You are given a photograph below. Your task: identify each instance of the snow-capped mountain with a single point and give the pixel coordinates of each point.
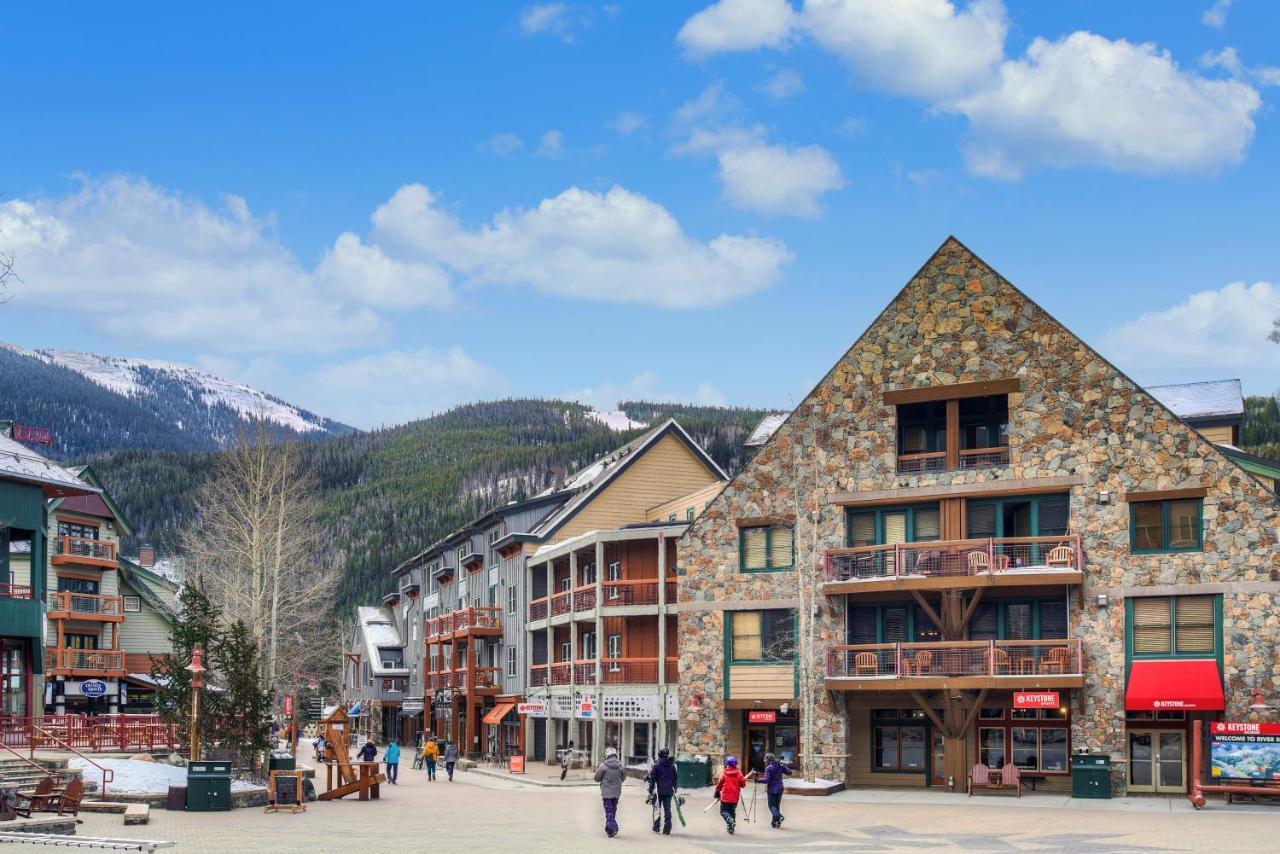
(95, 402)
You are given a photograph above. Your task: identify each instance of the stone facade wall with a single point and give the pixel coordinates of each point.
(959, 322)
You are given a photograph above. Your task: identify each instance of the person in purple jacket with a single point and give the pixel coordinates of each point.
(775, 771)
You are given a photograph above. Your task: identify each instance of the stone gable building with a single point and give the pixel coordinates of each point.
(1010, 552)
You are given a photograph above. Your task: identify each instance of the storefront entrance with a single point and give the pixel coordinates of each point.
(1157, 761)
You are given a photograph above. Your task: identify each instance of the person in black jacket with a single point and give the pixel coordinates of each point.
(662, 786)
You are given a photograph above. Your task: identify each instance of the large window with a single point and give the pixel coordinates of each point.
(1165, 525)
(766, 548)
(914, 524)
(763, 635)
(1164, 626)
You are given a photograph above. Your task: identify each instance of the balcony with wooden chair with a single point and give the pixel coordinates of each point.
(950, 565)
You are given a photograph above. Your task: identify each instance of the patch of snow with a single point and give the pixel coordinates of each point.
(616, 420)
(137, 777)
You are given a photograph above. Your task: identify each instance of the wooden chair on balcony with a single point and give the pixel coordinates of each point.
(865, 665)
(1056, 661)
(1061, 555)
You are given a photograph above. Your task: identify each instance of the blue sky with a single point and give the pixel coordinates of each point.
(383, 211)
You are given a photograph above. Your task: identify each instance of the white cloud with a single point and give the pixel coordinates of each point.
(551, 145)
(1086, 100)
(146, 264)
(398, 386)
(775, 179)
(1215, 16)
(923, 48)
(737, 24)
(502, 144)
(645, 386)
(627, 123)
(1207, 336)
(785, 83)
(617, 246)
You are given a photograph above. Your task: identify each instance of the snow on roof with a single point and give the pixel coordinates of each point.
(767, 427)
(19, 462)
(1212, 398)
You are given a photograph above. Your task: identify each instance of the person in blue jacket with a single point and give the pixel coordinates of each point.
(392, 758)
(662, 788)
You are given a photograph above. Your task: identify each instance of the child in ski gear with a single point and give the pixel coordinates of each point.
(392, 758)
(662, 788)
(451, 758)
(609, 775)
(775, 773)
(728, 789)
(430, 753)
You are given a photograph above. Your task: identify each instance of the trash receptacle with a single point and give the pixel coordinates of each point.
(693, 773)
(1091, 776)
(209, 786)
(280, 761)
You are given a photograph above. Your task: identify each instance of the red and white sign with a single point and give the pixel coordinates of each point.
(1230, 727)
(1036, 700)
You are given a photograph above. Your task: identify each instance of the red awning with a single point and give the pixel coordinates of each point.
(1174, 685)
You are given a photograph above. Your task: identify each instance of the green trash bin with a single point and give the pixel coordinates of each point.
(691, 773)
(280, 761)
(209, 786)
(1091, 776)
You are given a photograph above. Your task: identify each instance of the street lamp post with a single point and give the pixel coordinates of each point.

====

§ WRITTEN REQUEST:
Rewrite all of the lines above, replacing "pixel coordinates" with "x and y coordinates" wherever it appears and changing nothing else. Leave out the pictures.

§ SOLUTION TO THE PROBLEM:
You are given a photograph below. Your task: identify each instance of the snow-capped mountain with a single point and give the x and y coordinates of each point.
(95, 402)
You are given a photograph above. Your task: identify each instance of the stone facade wall with a single point and give the x and y coordinates of each point.
(959, 322)
You are given a photograph above. Your task: identify each instance of the person in purple jacket with a single point and give the x and y coordinates of each point.
(775, 771)
You are given a photograph above. Your task: identify each instance of the stone gable building with a single point and give the x and y coordinates of each point.
(1010, 552)
You are given a photograph above. Your task: identify each instance of the storefront entrance with a single point and give the x and y coordinates of each point.
(1157, 761)
You are given a photograph above. Your task: identify each instance of the person in black jacket with a single point and give the x and y coordinates of each point.
(662, 786)
You are given a photograph above. Your task: identify each instance of the large window with a single point and give the x and y coordinates of each point.
(1165, 525)
(766, 548)
(914, 524)
(763, 635)
(1164, 626)
You are given a photograph above. Your task: identify each instance of the balcony with wooden chair with a single point and give the x and y coordinates of each point.
(950, 565)
You are given a photograph above. Your task: identify each instance of the patch of snow with a single point and give the x and y coordinates of each point.
(616, 420)
(137, 777)
You are given a photograph above. Your task: identify each instance of the wooden chair on balcony with a single point and give the x and y coordinates of each point.
(865, 665)
(1056, 661)
(1061, 555)
You are given a photograph above. Your task: identify each instance of the blue sky with a single point and give the x and y coordinates of each point.
(383, 211)
You are given a photograph above. Your task: identify each instance of the white cloud with a single point and give the x and y coordinates of each point.
(551, 145)
(1086, 100)
(146, 264)
(398, 386)
(775, 179)
(1215, 16)
(923, 48)
(737, 24)
(502, 144)
(645, 386)
(627, 123)
(1207, 336)
(785, 83)
(617, 246)
You are given a photograph above. Your task: identify each instance of the snow on roof with a single point and give the x and y coordinates of each point.
(767, 427)
(19, 462)
(1212, 398)
You are given a photograph above. Your task: identify each instance of the person in blue jacket with a single point and give the x and y coordinates of each point.
(392, 758)
(662, 788)
You are given a photograph above. Your task: identify each instance of the child in ski gear with a single point and give the x and y coordinates of each point.
(392, 758)
(662, 788)
(451, 758)
(609, 775)
(775, 773)
(728, 789)
(430, 753)
You are given a photograph above. Your task: identify each instance of the trash receptacle with a single point and give the x and y coordinates of each point.
(693, 773)
(1091, 776)
(209, 786)
(280, 761)
You are given a photograph above. Your task: identify each instance of the red and white sign with a single point and give the x and y coordinates of each point.
(1230, 727)
(1036, 700)
You are given a photograph above. Your task: identify each instance of the red awning with a single point and give the x and y coordinates of each point.
(1174, 685)
You are given a photograph above. Your task: identify each instance of the green trash bin with a single point and give the x and y coordinates of each point.
(691, 773)
(280, 761)
(209, 786)
(1091, 776)
You are given a photograph above. Your task: identify each instance of the street lamp post with a single point and give the x and y coordinates of each point.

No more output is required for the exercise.